» **Supplied passage**:
*** Begin section ***

There’s been an old sink in an outbuilding on this property for years, and my cursory research suggests it dates to the 1880s. It’s a wide marble sink with a circle bowl, and the stone and metal faucets are worn. The marble has that yummy dull patina marble gets over time. Veiny and milky grey, and its honed matte finish and etchings tell generations of stories. This old house predates plumbing, so I can only imagine what a luxury a sink must have been with hot and cold water running out of separate faucets–like little magical rivers!

The marble has several rust spots and after trying several rust cleaners, I found it’s even better to create a DIY mixture called a poultice from hydrogen peroxide and baking soda, with enough water to give it the consistency of peanut butter. You apply it only to the rust-colored area and seal it with plastic wrap you’ve taped down. Leave it at least 72 hours and then clean it off and wipe it vigorously with a soft cloth. This worked for me, and the rust seemed to fade slightly. If you are super careful, you can also lightly run sandpaper over it which will eat into the rust layer and lighten it further. It also can scratch the marble, however, so you must take great care to not etch it further. At some point, you realize a slight amount of rust is okay since you’ve been at this for weeks, making various potions and poultices, and perhaps it’s time to move on to the next challenge before you: the faucets.

*** End section ***

» **Brief A**:
In the marble sink text, how long should the poultice stay on the rust before it is cleaned off?
» **Brief B**:
List every ingredient the marble sink text gives for the DIY poultice.
» **Brief C**:
Pick up the marble sink text after its final sentence and carry it forward.

» **Stored data**:
*** Begin section ***

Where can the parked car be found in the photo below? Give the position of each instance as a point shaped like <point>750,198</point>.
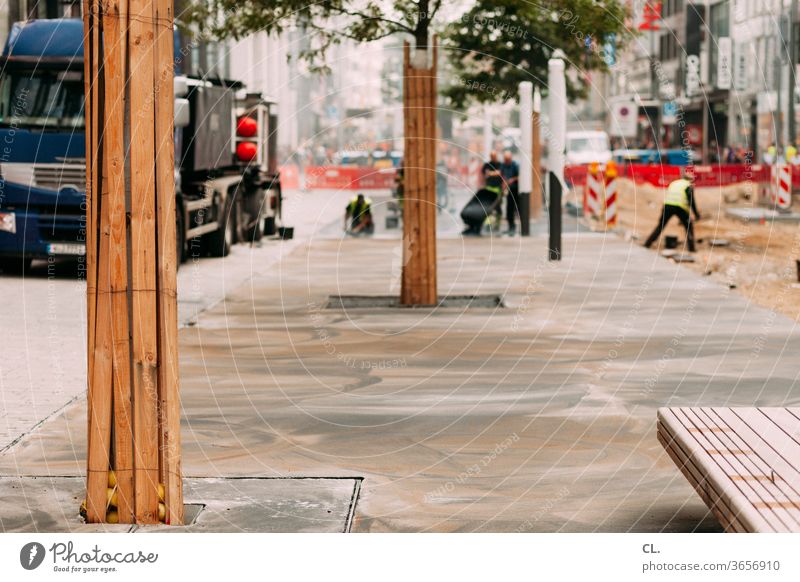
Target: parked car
<point>585,147</point>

*** End section ***

» **Response area A**:
At least 72 hours.

» **Response area B**:
Hydrogen peroxide, baking soda, water

» **Response area C**:
Cold faucet on left where hot should be–maybe a brain boost?

The faucets looked dullish green and oxidized, and they weren’t responding to various methods I’d used to clean them. After more research I learned the green corrosion isn’t necessarily a bad thing and found this explanation: 

Although it makes sense to think of the green patina on the exterior of the bronze as a disease or a flaw, it’s a corrosion that protects the material inside. The greenish corrosive layer that coats the surface of a bronze faucet after repeated exposure to air and moisture is a protective shell that prevents the metal alloy from sustaining further damage and rotting or becoming porous. The coating can be seen as a good thing, indicative of this material’s ability to withstand temperature fluctuations and dampness.

Too perfect to carve

Still, I wanted to get under the charming patina and see what came before. Wandering the hardware store yesterday I came upon a product called Brasso, which is designed for cleaning and polishing seven different metals, including bronze. I found a reputable marble cleaner as well, and maybe the most perfect pumpkin I’ve ever seen (and at 30% off!). I felt as if I’d scored big and came away with a renewed energy to roll up my sleeves and get to work, now with a satisfying pride that only comes with commitment and tenacity–and hopefully the right products. 

Samantha has plans

The cat has her own project and is certain she can climb into the kitchen ceiling and maybe even on into the outdoors. For now I’ve nailed up an old sheet, but she remains terribly entertained at the possibilities and the new windows on the world she can now look through.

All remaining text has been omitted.